# [Challenge]
Pick out and copy each line in the rows below that contains the word "window". Matching is case-sensitive.

# [Stored rows]
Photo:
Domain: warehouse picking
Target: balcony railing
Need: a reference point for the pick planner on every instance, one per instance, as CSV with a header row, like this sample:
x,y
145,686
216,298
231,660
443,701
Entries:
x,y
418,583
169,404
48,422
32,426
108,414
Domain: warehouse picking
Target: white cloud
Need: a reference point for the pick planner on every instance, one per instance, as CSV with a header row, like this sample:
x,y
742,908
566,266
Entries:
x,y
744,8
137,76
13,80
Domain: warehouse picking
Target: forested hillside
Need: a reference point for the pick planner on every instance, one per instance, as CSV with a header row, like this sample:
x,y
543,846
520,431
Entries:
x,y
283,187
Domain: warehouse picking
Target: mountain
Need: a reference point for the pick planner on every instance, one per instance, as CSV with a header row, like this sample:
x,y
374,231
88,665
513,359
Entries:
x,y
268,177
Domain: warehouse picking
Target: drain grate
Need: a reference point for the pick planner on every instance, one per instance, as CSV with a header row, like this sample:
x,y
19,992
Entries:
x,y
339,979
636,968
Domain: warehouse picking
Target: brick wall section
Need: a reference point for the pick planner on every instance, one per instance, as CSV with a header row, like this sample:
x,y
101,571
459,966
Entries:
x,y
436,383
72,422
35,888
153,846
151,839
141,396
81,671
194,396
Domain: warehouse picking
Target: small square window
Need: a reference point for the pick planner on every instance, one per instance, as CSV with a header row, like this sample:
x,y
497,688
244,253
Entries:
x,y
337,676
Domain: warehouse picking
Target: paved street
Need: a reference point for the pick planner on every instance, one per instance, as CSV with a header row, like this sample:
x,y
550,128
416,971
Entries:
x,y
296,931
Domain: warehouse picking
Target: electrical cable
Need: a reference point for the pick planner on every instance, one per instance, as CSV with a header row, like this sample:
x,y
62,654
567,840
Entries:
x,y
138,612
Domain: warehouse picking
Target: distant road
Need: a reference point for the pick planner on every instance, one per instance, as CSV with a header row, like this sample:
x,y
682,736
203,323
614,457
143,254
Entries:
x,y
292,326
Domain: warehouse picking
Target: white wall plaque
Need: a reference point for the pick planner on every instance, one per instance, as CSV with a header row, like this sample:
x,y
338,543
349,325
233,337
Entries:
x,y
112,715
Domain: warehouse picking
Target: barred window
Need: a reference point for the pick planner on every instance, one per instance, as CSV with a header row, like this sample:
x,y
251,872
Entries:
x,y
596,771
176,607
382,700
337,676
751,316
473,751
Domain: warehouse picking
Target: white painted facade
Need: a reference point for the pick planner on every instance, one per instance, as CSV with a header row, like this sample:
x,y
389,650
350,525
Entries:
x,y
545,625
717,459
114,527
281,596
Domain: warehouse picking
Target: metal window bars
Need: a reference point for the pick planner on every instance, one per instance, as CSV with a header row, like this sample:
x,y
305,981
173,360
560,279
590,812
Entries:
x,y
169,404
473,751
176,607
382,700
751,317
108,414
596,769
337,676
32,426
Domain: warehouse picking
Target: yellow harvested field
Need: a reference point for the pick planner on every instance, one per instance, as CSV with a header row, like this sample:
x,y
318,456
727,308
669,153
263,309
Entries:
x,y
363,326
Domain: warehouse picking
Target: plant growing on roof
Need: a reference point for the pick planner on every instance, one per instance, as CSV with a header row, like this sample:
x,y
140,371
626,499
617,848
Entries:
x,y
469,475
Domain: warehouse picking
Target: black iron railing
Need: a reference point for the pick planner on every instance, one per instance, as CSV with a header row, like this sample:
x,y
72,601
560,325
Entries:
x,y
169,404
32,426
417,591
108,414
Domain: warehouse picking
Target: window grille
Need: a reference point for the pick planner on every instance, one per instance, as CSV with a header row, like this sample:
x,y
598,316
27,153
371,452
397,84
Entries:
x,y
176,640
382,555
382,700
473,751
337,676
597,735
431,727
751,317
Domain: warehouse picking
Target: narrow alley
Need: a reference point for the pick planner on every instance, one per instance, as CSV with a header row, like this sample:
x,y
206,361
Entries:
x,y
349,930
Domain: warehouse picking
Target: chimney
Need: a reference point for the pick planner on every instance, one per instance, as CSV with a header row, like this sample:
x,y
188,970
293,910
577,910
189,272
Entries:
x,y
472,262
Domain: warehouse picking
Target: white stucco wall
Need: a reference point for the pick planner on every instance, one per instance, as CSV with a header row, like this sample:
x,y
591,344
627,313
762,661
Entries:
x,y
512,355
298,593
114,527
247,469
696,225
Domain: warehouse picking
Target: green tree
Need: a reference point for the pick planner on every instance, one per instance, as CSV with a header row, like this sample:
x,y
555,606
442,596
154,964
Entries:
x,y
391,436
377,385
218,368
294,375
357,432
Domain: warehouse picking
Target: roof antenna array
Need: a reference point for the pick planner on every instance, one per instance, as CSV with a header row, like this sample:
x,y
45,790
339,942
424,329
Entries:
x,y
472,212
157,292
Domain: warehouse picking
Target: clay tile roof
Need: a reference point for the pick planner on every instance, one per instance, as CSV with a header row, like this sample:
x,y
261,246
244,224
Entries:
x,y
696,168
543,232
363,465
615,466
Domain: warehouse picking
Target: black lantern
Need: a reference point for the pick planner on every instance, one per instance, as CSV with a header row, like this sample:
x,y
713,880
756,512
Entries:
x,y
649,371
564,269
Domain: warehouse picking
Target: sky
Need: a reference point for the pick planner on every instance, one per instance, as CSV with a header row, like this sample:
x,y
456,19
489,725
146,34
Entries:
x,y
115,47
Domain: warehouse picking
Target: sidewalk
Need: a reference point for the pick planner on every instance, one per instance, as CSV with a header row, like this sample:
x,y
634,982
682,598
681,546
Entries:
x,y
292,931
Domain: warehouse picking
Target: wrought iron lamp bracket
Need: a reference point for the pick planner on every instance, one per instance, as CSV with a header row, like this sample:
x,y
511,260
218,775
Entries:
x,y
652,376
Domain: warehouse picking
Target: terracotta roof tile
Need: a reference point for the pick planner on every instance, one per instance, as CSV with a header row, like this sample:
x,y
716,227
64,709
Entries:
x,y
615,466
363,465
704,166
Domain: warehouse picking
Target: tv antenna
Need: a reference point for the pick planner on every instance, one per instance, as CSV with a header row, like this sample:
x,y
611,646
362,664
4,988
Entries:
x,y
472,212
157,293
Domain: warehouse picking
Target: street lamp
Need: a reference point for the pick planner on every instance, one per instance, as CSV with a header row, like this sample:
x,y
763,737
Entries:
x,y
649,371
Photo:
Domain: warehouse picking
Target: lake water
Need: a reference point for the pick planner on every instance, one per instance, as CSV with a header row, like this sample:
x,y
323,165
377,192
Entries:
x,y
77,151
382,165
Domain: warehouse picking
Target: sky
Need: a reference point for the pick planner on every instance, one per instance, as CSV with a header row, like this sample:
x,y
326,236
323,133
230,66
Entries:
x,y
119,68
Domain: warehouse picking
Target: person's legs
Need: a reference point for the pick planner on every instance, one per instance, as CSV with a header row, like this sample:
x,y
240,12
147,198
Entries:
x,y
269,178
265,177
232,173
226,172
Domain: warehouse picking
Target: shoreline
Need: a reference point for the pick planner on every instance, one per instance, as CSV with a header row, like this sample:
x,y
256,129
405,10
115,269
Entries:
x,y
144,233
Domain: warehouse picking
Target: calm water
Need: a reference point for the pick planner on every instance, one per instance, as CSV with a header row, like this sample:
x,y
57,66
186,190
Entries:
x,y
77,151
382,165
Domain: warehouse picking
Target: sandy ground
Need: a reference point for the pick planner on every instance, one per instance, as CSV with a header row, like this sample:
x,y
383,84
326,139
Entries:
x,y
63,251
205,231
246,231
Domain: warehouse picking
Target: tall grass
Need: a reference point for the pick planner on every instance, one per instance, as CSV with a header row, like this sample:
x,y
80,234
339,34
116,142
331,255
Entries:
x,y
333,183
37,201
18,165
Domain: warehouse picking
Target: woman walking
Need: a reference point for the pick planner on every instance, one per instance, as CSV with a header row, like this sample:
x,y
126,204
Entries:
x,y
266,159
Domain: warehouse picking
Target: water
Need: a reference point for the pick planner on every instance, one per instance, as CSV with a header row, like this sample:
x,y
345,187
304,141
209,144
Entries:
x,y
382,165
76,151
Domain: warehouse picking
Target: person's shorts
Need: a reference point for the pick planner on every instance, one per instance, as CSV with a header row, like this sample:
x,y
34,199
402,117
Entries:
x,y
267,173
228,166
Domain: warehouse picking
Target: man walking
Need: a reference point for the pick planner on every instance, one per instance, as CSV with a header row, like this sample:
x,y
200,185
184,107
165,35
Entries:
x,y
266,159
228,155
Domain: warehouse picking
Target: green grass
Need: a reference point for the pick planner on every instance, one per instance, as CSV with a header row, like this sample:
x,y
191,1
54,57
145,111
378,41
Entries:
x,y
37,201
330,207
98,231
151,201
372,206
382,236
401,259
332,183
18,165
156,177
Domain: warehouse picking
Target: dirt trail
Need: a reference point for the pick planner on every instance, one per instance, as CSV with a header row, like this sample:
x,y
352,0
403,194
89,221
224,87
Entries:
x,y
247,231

# [Answer for this exercise]
Target: small square window
Target: barred window
Target: metal window bars
Target: window grille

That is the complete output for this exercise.